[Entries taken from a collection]
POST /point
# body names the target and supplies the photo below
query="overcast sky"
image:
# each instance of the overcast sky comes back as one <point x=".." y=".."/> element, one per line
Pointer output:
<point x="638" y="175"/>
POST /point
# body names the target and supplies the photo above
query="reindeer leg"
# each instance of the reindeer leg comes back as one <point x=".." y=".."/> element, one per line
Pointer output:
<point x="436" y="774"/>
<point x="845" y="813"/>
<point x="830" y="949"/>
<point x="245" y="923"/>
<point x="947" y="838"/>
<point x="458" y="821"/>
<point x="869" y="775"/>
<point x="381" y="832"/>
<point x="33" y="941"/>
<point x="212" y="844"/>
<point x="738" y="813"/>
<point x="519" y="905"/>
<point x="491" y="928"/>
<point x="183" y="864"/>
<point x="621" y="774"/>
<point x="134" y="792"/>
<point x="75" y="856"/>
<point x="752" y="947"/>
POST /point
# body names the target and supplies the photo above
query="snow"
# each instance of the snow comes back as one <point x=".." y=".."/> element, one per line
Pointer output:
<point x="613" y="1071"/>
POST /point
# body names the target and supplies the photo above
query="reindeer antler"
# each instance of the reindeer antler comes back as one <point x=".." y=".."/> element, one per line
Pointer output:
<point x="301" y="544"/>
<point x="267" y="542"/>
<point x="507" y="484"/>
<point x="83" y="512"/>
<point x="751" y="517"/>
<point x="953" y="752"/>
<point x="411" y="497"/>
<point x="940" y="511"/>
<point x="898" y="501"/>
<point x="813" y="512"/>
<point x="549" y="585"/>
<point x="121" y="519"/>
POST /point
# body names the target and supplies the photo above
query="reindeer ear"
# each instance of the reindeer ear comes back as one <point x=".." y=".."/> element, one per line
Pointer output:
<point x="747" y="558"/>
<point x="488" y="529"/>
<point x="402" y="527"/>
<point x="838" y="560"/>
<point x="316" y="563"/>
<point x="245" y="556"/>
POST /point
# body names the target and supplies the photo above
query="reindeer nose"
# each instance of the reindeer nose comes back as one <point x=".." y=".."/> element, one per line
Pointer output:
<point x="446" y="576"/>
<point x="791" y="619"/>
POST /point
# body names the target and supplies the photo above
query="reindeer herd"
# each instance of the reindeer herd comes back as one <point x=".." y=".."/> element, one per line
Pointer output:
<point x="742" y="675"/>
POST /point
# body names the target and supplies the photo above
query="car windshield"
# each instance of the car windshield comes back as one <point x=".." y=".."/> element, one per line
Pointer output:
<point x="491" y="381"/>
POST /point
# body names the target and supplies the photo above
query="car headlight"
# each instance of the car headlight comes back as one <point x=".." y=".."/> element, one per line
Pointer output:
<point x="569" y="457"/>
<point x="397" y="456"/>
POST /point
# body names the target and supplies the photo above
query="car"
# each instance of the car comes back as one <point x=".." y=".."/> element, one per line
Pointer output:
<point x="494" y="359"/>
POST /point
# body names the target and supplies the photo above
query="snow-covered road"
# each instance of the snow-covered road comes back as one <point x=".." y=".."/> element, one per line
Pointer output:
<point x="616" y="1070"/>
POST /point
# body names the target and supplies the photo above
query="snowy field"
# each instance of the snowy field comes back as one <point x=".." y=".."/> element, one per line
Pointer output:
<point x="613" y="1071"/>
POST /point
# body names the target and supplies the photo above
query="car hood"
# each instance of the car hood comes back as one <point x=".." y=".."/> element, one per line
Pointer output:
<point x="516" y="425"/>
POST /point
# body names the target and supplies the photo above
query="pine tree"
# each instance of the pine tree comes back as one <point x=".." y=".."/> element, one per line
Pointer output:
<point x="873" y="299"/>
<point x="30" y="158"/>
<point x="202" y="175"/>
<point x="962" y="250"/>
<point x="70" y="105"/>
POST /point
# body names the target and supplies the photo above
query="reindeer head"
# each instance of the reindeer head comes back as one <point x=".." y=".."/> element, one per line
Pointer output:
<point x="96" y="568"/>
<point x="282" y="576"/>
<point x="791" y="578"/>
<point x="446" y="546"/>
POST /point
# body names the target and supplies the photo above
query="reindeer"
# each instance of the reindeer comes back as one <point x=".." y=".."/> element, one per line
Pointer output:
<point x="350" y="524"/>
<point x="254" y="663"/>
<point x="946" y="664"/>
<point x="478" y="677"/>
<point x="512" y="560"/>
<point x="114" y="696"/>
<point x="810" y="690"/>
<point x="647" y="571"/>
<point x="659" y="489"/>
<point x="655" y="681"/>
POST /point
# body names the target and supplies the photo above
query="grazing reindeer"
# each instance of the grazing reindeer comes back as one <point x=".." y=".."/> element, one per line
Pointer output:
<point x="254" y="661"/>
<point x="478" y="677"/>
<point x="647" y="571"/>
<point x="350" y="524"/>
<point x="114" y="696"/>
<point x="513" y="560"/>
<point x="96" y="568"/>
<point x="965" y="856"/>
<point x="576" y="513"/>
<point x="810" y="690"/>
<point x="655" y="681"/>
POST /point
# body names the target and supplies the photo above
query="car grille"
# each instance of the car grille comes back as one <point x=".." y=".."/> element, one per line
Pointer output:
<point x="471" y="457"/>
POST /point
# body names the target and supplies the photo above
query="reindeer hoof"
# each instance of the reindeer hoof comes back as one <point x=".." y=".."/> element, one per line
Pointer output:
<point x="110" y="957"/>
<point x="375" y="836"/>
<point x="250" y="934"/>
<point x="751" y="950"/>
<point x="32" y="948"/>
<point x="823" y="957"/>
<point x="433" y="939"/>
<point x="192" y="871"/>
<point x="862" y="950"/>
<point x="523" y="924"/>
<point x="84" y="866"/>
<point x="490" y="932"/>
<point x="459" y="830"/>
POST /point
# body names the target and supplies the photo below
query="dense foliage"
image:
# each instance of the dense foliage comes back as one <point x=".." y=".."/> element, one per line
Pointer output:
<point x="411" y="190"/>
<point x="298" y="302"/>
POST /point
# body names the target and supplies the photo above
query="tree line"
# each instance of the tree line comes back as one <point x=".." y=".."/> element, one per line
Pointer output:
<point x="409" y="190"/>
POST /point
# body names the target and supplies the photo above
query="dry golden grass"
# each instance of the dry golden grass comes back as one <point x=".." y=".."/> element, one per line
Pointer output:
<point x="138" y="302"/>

ASSIGNED TASK: Output the entries exactly. Leave nothing out.

TASK OUTPUT:
POST /point
# body names the target and supplies the photo below
query="overcast sky"
image:
# each instance of the overcast sky comes back as one <point x=".." y=".."/> element, one per line
Pointer output:
<point x="638" y="175"/>
POST /point
# body names the target and supplies the photo above
query="reindeer leg"
# each instance of the reindeer leg comes back as one <point x=".." y=".."/> element, one per line
Pointer output:
<point x="436" y="774"/>
<point x="845" y="813"/>
<point x="830" y="949"/>
<point x="245" y="923"/>
<point x="947" y="838"/>
<point x="458" y="821"/>
<point x="869" y="775"/>
<point x="381" y="832"/>
<point x="33" y="941"/>
<point x="212" y="844"/>
<point x="738" y="813"/>
<point x="519" y="905"/>
<point x="491" y="928"/>
<point x="183" y="864"/>
<point x="621" y="774"/>
<point x="134" y="792"/>
<point x="75" y="856"/>
<point x="752" y="947"/>
POST /point
# body names the target and supplies the photo above
query="snow"
# each instance of the snow comes back as one <point x=".." y=".."/> element, one per line
Pointer output:
<point x="613" y="1071"/>
POST /point
# body names the target and supplies the photo above
query="reindeer antler"
# each instance of the reindeer antler comes back as one <point x=".." y=".."/> element, one per line
Pointer output:
<point x="301" y="544"/>
<point x="267" y="542"/>
<point x="507" y="484"/>
<point x="83" y="512"/>
<point x="751" y="517"/>
<point x="953" y="752"/>
<point x="411" y="497"/>
<point x="940" y="511"/>
<point x="898" y="501"/>
<point x="813" y="512"/>
<point x="549" y="585"/>
<point x="121" y="519"/>
POST /point
# body names the target and supplies the photo above
query="reindeer ear"
# each instance of the reindeer ear comes back as one <point x=".." y=".."/> element, one per line
Pointer output:
<point x="747" y="558"/>
<point x="488" y="529"/>
<point x="402" y="527"/>
<point x="838" y="560"/>
<point x="316" y="563"/>
<point x="245" y="556"/>
POST /point
# body names the target and supplies the photo above
query="reindeer nose"
# each instance of the reindeer nose comes back as one <point x=".." y=".."/> element, one per line
Pointer output:
<point x="446" y="576"/>
<point x="791" y="619"/>
POST /point
# body names the target and supplies the photo above
query="reindeer herd"
# each instance of the reindeer herd comes back as one <point x=".." y=".."/> element, one per line
Pointer output:
<point x="742" y="675"/>
POST /point
# body names the target and supplies the photo above
query="car windshield"
# each instance of the car windshield comes back as one <point x=".." y=".."/> element, one per line
Pointer output:
<point x="491" y="381"/>
POST /point
# body names the target and supplies the photo above
query="car headlight"
# each instance of the car headlight comes back as one <point x=".." y=".."/> element, one per line
Pointer output:
<point x="569" y="457"/>
<point x="397" y="456"/>
POST /point
# body names the target and supplies the photo above
query="car"
# each instance of the car comes back as one <point x=".." y=".."/> element, one per line
Pointer output:
<point x="494" y="359"/>
POST /point
# body names the target and supplies the photo above
query="snow-covered road"
# each instance of the snow-covered road comes back as one <point x=".." y=".."/> element, one per line
Pointer output:
<point x="616" y="1070"/>
POST /point
# body names the target and supplies the photo above
query="snowy field"
# each instance of the snowy field comes back as one <point x=".." y=".."/> element, one per line
Pointer output:
<point x="613" y="1071"/>
POST /point
# body names the target and supplies the photo above
query="car hood"
# each instance of the car hood comes back as one <point x=".." y=".."/> element, one per line
Pointer output:
<point x="516" y="425"/>
POST /point
# body names the target and supplies the photo above
query="pine tree"
# each instance of the pine tree comes back as one <point x=".." y=".."/> element, one per line
Pointer output:
<point x="873" y="299"/>
<point x="30" y="158"/>
<point x="202" y="175"/>
<point x="962" y="250"/>
<point x="70" y="105"/>
POST /point
# body names the target and supplies the photo above
query="reindeer head"
# each instance of the reindeer head comes back as one <point x=".." y=".."/> element, one per line
Pointer output:
<point x="96" y="568"/>
<point x="282" y="576"/>
<point x="791" y="578"/>
<point x="446" y="546"/>
POST /point
# body names the target and supplies the photo above
query="reindeer"
# each instance of the reindeer comes back as one <point x=".." y=".."/> element, one per line
Pointer output:
<point x="350" y="524"/>
<point x="254" y="663"/>
<point x="946" y="664"/>
<point x="478" y="677"/>
<point x="512" y="560"/>
<point x="114" y="696"/>
<point x="810" y="690"/>
<point x="647" y="571"/>
<point x="659" y="489"/>
<point x="655" y="681"/>
POST /point
# body names the target and supplies the photo above
query="grazing reindeer"
# each instance of the grazing reindeer comes back as one <point x=".." y=".."/> element, one per line
Pointer output:
<point x="254" y="661"/>
<point x="478" y="677"/>
<point x="647" y="571"/>
<point x="350" y="524"/>
<point x="114" y="696"/>
<point x="513" y="560"/>
<point x="96" y="568"/>
<point x="965" y="856"/>
<point x="576" y="513"/>
<point x="810" y="690"/>
<point x="655" y="681"/>
POST /point
# body names the target and supplies the photo above
query="car grille"
# each instance of the car grille comes back as one <point x=".." y=".."/> element, one per line
Pointer output:
<point x="471" y="457"/>
POST /point
# body names the target and supplies the photo above
query="reindeer hoof"
# each instance of the reindeer hoof comes back as one <point x=".." y=".."/> element, one per line
Pointer output:
<point x="110" y="957"/>
<point x="375" y="836"/>
<point x="250" y="934"/>
<point x="751" y="950"/>
<point x="32" y="948"/>
<point x="823" y="957"/>
<point x="433" y="939"/>
<point x="192" y="871"/>
<point x="862" y="950"/>
<point x="523" y="924"/>
<point x="84" y="866"/>
<point x="490" y="932"/>
<point x="459" y="830"/>
POST /point
# body names the target and supplies the photo below
query="dense foliage"
image:
# each instance of the dense foliage comes back as one <point x=".." y=".."/> element, one per line
Pointer output:
<point x="411" y="190"/>
<point x="298" y="302"/>
POST /point
# body names the target and supplies the photo above
query="tree line"
# each instance of the tree line comes back as one <point x=".." y=".."/> element, one per line
Pointer output:
<point x="409" y="190"/>
POST /point
# body names the target and supplies the photo above
query="dry golden grass"
# each instance of the dry golden grass comes back as one <point x=".." y=".."/> element, one per line
Pointer output:
<point x="138" y="302"/>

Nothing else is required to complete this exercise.